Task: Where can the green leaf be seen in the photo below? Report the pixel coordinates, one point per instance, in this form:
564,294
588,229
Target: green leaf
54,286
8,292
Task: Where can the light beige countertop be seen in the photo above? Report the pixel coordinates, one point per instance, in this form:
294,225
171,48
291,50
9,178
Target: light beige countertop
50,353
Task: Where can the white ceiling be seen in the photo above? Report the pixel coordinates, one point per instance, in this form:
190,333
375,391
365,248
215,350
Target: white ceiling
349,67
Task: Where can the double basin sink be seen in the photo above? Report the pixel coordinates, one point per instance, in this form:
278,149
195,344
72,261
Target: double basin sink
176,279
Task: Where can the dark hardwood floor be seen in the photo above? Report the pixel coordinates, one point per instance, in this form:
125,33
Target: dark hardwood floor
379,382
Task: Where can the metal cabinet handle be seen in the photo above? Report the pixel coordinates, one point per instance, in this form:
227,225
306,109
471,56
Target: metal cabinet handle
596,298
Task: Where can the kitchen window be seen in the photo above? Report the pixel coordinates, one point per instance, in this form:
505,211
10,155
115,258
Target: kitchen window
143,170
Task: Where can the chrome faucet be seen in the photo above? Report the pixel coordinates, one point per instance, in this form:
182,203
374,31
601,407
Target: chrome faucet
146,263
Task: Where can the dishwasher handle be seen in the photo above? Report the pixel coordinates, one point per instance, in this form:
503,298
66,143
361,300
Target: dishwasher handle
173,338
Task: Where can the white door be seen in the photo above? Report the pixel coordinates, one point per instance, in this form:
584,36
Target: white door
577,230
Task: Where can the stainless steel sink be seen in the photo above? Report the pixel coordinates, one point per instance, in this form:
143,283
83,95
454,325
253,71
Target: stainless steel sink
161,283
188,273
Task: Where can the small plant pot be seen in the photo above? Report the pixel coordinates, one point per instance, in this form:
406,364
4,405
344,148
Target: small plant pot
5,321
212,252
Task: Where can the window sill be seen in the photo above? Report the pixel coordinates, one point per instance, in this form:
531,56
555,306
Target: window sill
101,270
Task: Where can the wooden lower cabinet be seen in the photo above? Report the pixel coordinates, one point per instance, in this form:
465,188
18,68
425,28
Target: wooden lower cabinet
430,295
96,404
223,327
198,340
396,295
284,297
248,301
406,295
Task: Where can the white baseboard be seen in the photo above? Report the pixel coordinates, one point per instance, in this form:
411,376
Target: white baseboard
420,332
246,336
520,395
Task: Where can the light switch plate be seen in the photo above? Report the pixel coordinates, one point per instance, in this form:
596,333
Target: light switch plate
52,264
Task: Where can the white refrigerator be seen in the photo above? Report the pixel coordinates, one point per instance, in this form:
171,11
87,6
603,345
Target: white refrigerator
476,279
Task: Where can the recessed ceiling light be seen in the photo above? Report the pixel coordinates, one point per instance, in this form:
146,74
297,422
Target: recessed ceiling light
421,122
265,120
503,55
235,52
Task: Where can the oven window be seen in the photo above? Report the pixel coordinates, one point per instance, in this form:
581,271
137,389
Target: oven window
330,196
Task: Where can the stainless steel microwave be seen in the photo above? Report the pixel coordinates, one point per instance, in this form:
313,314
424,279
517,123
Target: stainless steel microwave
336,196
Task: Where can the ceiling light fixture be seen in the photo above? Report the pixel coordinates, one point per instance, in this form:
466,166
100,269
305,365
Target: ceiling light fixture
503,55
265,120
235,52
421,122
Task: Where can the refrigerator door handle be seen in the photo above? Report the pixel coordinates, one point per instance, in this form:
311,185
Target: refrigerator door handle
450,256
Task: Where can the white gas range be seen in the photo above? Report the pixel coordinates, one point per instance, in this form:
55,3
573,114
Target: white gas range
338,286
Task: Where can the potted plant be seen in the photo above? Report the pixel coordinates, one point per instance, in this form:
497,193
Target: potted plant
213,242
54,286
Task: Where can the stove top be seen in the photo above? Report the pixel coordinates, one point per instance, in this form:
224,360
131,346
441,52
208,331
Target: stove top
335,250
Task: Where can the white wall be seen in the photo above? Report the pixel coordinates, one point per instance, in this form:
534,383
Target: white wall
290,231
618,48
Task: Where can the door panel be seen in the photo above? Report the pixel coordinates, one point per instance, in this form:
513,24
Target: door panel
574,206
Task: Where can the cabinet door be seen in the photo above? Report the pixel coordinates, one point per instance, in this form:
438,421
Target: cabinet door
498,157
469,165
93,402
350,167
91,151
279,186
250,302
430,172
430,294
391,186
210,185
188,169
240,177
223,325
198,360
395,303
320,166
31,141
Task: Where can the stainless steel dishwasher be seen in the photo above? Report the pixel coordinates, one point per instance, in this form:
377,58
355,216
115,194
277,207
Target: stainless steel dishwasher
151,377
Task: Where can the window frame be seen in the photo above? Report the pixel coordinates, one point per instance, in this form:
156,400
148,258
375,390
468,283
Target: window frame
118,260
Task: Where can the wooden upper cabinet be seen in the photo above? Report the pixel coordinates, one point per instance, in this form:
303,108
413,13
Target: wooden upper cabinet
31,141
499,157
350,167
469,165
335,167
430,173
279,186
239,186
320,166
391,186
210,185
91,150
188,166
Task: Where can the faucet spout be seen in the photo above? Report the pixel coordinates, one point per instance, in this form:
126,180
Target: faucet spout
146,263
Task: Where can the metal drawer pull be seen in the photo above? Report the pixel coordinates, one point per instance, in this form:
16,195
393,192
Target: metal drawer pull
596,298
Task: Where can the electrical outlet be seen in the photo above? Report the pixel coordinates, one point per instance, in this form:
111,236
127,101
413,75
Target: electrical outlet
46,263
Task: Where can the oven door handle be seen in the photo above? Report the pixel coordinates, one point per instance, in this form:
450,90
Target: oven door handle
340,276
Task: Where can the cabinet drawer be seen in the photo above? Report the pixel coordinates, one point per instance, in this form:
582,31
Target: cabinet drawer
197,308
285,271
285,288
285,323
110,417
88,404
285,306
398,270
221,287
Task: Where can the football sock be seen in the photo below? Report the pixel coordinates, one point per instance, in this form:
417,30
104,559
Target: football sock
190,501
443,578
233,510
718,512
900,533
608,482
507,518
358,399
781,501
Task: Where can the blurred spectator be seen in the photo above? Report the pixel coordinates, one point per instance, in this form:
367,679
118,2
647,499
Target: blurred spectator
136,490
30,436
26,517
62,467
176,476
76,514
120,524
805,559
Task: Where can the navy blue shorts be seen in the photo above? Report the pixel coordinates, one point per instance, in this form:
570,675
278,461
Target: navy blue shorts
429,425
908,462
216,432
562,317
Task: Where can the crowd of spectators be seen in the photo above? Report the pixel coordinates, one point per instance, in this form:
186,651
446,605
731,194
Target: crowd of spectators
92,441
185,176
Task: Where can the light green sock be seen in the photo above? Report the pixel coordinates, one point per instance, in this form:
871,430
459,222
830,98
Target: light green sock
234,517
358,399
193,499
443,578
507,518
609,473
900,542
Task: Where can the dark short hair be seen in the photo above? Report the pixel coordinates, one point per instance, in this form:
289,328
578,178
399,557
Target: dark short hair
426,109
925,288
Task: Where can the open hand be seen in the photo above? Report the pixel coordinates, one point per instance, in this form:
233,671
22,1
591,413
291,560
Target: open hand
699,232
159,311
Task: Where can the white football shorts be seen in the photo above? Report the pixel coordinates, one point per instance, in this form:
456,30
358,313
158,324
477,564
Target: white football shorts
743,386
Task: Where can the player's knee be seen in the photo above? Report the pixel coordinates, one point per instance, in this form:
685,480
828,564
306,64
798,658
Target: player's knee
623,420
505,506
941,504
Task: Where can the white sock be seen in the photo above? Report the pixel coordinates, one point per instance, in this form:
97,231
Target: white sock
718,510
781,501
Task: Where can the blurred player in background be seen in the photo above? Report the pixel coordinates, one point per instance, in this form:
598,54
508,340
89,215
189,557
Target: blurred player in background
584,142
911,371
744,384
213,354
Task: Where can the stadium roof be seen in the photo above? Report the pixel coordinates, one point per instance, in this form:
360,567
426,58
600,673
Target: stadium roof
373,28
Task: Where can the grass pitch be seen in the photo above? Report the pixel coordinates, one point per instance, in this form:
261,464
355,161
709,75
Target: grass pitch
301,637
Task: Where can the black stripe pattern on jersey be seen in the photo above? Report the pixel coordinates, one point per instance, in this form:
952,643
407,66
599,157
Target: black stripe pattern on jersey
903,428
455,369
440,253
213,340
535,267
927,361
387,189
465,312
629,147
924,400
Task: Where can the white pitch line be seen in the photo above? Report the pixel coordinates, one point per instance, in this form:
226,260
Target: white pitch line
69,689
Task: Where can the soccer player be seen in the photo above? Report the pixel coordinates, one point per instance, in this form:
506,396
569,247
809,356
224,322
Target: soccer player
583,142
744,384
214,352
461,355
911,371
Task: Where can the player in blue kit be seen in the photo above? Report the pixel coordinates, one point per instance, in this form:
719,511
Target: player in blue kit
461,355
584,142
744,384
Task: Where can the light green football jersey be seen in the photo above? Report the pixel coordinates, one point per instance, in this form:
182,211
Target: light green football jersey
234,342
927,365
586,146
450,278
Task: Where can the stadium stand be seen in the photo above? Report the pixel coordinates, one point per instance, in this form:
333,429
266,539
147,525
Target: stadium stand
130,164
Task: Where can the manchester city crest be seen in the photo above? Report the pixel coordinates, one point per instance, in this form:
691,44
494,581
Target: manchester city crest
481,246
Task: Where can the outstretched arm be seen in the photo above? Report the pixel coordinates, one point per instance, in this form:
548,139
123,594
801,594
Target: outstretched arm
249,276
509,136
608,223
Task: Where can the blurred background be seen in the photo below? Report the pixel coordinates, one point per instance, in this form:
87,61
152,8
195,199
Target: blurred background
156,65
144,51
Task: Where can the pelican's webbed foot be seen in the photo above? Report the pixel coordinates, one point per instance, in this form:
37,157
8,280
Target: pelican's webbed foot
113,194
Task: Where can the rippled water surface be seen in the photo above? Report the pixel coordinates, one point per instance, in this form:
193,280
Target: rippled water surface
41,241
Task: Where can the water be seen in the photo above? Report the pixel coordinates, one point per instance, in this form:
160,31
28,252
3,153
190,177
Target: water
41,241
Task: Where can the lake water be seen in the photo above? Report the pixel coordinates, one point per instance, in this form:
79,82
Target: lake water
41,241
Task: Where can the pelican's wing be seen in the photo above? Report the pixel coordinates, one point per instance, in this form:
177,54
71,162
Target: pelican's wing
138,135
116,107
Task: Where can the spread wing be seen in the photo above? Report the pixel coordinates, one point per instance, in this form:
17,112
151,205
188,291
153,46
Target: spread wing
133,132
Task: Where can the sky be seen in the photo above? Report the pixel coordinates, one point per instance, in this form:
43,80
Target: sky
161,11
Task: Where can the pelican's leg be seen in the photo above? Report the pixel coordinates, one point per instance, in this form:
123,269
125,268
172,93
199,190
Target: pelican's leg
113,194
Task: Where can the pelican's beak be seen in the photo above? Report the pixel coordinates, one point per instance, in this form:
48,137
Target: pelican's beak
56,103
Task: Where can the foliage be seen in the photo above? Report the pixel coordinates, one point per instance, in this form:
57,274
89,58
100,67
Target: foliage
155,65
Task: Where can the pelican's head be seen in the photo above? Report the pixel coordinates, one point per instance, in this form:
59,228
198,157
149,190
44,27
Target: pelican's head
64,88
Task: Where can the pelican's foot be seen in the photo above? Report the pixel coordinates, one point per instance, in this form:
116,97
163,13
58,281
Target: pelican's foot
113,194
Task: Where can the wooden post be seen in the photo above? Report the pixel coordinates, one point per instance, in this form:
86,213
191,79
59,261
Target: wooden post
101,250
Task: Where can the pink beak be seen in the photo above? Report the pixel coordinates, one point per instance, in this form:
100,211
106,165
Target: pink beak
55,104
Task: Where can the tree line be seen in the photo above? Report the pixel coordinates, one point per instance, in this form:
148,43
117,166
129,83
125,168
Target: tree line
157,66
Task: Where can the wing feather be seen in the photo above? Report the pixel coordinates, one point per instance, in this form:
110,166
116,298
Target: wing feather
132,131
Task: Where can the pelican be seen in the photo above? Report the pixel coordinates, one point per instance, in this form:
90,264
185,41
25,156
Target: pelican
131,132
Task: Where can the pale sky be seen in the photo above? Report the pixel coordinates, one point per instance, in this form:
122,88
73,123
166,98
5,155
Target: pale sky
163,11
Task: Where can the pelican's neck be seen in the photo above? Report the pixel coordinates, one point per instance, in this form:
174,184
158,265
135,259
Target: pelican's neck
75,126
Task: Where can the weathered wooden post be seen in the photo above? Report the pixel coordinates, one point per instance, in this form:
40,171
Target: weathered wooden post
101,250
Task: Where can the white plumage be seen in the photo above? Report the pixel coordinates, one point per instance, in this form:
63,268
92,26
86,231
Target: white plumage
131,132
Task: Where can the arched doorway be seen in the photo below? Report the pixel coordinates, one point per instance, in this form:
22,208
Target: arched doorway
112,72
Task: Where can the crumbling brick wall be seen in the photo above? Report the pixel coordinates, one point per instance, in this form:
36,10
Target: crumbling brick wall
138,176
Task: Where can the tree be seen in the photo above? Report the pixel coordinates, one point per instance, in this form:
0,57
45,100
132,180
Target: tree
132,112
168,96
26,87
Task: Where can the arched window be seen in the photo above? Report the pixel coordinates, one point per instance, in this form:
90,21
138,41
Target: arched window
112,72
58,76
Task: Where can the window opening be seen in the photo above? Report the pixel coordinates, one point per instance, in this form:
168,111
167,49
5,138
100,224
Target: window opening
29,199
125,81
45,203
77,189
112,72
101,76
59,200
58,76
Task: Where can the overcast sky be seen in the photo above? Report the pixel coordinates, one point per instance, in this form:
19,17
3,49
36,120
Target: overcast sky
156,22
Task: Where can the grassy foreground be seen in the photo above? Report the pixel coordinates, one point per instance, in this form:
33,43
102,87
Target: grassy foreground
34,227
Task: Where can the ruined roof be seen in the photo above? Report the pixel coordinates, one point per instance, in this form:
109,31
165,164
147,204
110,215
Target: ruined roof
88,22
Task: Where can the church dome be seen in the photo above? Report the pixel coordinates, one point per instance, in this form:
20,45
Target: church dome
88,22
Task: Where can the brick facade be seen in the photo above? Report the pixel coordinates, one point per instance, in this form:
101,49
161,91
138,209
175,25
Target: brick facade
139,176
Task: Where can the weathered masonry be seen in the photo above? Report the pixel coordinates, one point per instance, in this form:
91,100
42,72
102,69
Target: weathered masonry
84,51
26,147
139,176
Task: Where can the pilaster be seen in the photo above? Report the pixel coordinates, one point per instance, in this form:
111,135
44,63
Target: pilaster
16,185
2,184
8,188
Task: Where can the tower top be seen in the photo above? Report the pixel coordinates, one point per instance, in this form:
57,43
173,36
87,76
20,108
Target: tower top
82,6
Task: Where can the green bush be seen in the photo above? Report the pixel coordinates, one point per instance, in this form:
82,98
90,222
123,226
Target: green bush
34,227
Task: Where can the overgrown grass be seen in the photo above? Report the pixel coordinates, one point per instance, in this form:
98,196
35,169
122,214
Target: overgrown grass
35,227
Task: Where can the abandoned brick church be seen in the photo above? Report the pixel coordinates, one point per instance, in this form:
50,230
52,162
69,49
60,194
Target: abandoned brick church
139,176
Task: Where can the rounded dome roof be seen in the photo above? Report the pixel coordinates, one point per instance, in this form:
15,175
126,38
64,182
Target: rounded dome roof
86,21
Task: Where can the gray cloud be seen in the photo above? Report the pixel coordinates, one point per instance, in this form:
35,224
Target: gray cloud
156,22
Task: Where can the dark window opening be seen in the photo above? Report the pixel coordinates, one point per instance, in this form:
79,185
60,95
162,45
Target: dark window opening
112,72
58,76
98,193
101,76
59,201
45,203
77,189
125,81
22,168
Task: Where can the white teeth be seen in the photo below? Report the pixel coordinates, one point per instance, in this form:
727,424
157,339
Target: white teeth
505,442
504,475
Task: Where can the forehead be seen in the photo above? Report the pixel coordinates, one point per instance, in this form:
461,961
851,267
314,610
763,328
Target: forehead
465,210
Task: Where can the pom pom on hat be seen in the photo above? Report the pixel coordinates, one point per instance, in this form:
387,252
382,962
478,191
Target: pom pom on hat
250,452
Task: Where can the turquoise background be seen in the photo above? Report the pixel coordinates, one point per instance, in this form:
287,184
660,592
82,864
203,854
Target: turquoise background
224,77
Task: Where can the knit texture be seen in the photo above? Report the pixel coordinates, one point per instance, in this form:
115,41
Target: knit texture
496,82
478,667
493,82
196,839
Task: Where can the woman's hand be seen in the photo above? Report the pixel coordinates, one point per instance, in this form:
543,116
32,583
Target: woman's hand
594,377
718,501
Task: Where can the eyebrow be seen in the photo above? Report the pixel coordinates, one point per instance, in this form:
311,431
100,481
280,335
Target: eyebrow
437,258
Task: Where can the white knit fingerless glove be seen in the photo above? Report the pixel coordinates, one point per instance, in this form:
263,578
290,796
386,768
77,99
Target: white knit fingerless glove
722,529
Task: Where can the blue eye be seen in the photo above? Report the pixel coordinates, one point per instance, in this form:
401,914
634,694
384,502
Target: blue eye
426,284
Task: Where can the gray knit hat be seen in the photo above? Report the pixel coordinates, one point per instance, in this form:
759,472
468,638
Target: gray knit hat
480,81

* Your assignment *
How many of the lines above include the string "below"? Give only the number.

* Solution to this exercise *
5